## Set problem
Return every record verbatim.

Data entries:
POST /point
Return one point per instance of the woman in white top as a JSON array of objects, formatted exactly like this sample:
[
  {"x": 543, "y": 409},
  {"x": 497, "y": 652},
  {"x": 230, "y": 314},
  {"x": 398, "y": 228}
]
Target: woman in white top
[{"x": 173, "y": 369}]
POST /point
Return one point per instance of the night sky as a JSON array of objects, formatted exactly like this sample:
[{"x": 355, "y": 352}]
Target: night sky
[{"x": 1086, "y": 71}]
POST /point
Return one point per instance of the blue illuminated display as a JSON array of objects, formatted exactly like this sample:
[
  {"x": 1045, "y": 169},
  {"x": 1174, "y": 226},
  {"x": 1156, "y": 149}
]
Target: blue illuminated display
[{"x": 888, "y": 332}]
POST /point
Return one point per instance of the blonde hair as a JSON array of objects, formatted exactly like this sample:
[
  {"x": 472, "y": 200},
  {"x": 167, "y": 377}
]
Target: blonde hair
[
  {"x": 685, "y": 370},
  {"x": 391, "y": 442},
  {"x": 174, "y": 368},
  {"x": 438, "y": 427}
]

## The solution
POST /point
Return one point per instance of the woman in white top as a JSON array of objects, formatted exactly like this sample:
[
  {"x": 543, "y": 409},
  {"x": 497, "y": 652},
  {"x": 230, "y": 314},
  {"x": 398, "y": 228}
]
Target: woman in white top
[{"x": 173, "y": 369}]
POST /point
Return one point per instance of the night sky as a JSON array of objects, formatted exactly like this sample:
[{"x": 355, "y": 352}]
Target: night sky
[{"x": 1086, "y": 71}]
POST /point
Return one point per instance of the blue illuminated display as a JSON array of objects, formatted exactly like this sample:
[
  {"x": 1045, "y": 169},
  {"x": 1174, "y": 226},
  {"x": 1156, "y": 149}
]
Target: blue illuminated display
[{"x": 888, "y": 332}]
POST /point
Return one point per instance of the blonde hair as a JSON array of objects, formatted exactly like this sample:
[
  {"x": 472, "y": 200},
  {"x": 167, "y": 377}
]
Target: blonde hair
[
  {"x": 685, "y": 370},
  {"x": 391, "y": 442},
  {"x": 174, "y": 368},
  {"x": 438, "y": 427}
]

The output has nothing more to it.